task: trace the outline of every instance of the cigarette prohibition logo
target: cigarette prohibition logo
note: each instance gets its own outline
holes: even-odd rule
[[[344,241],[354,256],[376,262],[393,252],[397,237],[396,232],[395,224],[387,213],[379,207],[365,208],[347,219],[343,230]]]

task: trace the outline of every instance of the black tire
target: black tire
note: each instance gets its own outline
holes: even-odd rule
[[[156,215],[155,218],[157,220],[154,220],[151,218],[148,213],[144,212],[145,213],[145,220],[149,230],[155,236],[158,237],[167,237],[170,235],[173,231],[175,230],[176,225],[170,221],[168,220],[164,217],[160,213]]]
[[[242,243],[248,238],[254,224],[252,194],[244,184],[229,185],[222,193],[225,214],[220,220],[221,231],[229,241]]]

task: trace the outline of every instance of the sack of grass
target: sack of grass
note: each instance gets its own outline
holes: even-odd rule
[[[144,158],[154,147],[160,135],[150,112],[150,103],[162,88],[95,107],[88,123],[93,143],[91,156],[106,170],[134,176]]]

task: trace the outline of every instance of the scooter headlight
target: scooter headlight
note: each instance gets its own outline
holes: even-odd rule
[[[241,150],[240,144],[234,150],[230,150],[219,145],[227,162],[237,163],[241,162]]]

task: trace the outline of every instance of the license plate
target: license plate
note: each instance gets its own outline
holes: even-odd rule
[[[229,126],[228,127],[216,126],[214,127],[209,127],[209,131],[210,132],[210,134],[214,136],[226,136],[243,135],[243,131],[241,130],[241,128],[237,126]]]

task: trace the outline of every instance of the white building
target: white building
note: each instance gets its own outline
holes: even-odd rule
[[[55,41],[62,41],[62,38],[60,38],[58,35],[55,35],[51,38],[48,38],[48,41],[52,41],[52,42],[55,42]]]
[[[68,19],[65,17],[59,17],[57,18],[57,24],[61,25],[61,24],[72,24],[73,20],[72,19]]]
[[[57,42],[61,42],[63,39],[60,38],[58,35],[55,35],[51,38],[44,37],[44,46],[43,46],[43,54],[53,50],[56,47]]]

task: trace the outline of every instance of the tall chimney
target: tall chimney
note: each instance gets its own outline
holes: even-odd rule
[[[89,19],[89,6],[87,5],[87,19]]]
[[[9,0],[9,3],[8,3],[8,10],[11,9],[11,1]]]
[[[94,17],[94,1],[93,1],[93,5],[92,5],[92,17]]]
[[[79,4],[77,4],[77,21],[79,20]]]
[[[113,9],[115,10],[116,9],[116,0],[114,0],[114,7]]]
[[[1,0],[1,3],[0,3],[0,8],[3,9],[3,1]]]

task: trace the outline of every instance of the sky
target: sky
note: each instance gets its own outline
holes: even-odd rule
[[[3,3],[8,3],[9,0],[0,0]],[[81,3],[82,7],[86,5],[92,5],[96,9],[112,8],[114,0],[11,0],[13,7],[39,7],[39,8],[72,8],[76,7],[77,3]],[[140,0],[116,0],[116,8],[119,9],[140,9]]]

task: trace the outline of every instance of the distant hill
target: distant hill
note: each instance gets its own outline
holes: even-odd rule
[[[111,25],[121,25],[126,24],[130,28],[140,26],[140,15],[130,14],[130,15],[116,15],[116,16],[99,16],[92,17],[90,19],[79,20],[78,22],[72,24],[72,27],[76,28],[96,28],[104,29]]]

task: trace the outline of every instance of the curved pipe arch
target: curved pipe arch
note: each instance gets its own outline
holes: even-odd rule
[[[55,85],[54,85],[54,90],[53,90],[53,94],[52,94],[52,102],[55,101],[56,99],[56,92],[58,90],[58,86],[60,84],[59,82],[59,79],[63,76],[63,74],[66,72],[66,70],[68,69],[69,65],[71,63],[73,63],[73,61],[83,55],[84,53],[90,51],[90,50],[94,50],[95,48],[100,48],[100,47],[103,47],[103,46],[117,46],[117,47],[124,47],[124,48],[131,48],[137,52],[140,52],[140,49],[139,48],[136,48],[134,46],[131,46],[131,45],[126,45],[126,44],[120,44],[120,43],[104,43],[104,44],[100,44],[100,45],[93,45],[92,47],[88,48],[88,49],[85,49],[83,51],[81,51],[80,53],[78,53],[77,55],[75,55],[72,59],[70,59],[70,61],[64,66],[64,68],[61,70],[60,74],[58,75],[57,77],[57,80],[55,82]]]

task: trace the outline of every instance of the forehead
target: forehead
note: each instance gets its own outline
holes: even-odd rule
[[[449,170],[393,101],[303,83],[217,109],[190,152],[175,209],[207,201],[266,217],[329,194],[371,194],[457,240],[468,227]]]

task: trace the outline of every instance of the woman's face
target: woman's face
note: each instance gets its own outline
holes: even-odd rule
○ ○ ○ ○ ○ ○ ○
EXERCISE PROMPT >> Return every entry verbatim.

ANSWER TO THIS PROBLEM >>
task: trace the outline of every instance of the cigarette prohibition logo
target: cigarette prohibition logo
note: each instance gets its own outline
holes: even-odd rule
[[[344,241],[354,256],[376,262],[393,252],[397,237],[396,232],[395,224],[387,213],[379,207],[365,208],[347,219],[343,230]]]

task: trace the outline of every instance of the black tire
target: black tire
note: each instance gets its own outline
holes: even-odd rule
[[[156,215],[155,218],[157,220],[154,220],[151,218],[148,213],[144,212],[145,213],[145,220],[149,230],[155,236],[158,237],[167,237],[170,235],[173,231],[175,230],[176,225],[170,221],[168,220],[164,217],[160,213]]]
[[[242,243],[248,238],[254,224],[252,194],[244,184],[229,185],[222,193],[225,214],[220,220],[221,231],[229,241]]]

task: trace the outline of every instance of the sack of grass
target: sack of grass
note: each instance gets its own outline
holes: even-odd rule
[[[144,158],[154,147],[160,135],[150,112],[150,103],[162,88],[95,107],[88,123],[93,143],[91,156],[106,170],[134,176]]]

task: trace the outline of every instance of the scooter headlight
target: scooter headlight
note: each instance gets its own outline
holes: even-odd rule
[[[241,150],[240,144],[234,150],[230,150],[219,145],[227,162],[237,163],[241,162]]]

task: trace the outline of every instance of the license plate
target: license plate
note: each instance gets its own outline
holes: even-odd rule
[[[229,126],[228,127],[216,126],[214,127],[209,127],[209,131],[210,132],[210,134],[214,136],[226,136],[243,135],[243,131],[241,130],[241,128],[237,126]]]

task: trace the outline of every instance of the white building
target: white building
note: each instance gets its own outline
holes: even-odd rule
[[[55,41],[62,41],[62,38],[60,38],[58,35],[55,35],[51,38],[48,38],[48,41],[52,41],[52,42],[55,42]]]
[[[68,19],[65,17],[59,17],[57,18],[57,24],[61,25],[61,24],[72,24],[73,20],[72,19]]]
[[[57,42],[61,42],[63,39],[60,38],[58,35],[55,35],[51,38],[44,37],[44,46],[43,46],[43,54],[53,50],[56,47]]]

task: trace the outline of every instance of the tall chimney
target: tall chimney
note: each instance gets its own outline
holes: even-odd rule
[[[89,19],[89,6],[87,5],[87,19]]]
[[[9,0],[9,3],[8,3],[8,10],[11,9],[11,1]]]
[[[94,17],[94,1],[93,1],[93,5],[92,5],[92,17]]]
[[[79,4],[77,4],[77,21],[79,20]]]
[[[113,9],[115,10],[116,9],[116,0],[114,0],[114,7]]]
[[[1,0],[1,3],[0,3],[0,8],[3,9],[3,1]]]

task: trace the outline of every instance of the sky
target: sky
note: each instance gets its own outline
holes: even-odd rule
[[[3,3],[8,3],[9,0],[0,0]],[[81,3],[82,7],[86,5],[92,5],[96,9],[112,8],[114,0],[11,0],[13,7],[39,7],[39,8],[72,8],[76,7],[77,3]],[[140,0],[116,0],[116,8],[119,9],[140,9]]]

task: trace the outline of every instance of the distant hill
target: distant hill
note: each instance gets its own outline
holes: even-odd rule
[[[111,25],[121,25],[126,24],[130,28],[140,26],[140,15],[130,14],[130,15],[116,15],[116,16],[99,16],[92,17],[90,19],[79,20],[78,22],[72,24],[72,27],[76,28],[96,28],[104,29]]]

task: trace the outline of every instance of the curved pipe arch
target: curved pipe arch
note: each instance gets its own outline
holes: even-odd rule
[[[55,85],[54,85],[54,90],[53,90],[53,94],[52,94],[52,102],[55,101],[56,99],[56,92],[58,90],[58,86],[60,84],[59,82],[59,79],[63,76],[63,74],[66,72],[66,70],[68,69],[69,65],[71,63],[73,63],[73,61],[83,55],[84,53],[90,51],[90,50],[94,50],[95,48],[100,48],[100,47],[103,47],[103,46],[117,46],[117,47],[124,47],[124,48],[131,48],[137,52],[140,52],[140,49],[139,48],[136,48],[134,46],[131,46],[131,45],[126,45],[126,44],[120,44],[120,43],[104,43],[104,44],[100,44],[100,45],[93,45],[92,47],[88,48],[88,49],[85,49],[83,51],[81,51],[80,53],[78,53],[77,55],[75,55],[72,59],[70,59],[70,61],[64,66],[64,68],[61,70],[60,74],[58,75],[57,77],[57,80],[55,82]]]

task: trace the outline of every instance of the forehead
target: forehead
note: each instance gets its own outline
holes: even-odd rule
[[[449,170],[393,101],[303,83],[217,109],[190,152],[175,209],[207,201],[266,217],[329,194],[371,194],[457,240],[468,227]]]

task: trace the outline of every instance of the woman's face
target: woman's face
note: each instance gets its own outline
holes: even-odd rule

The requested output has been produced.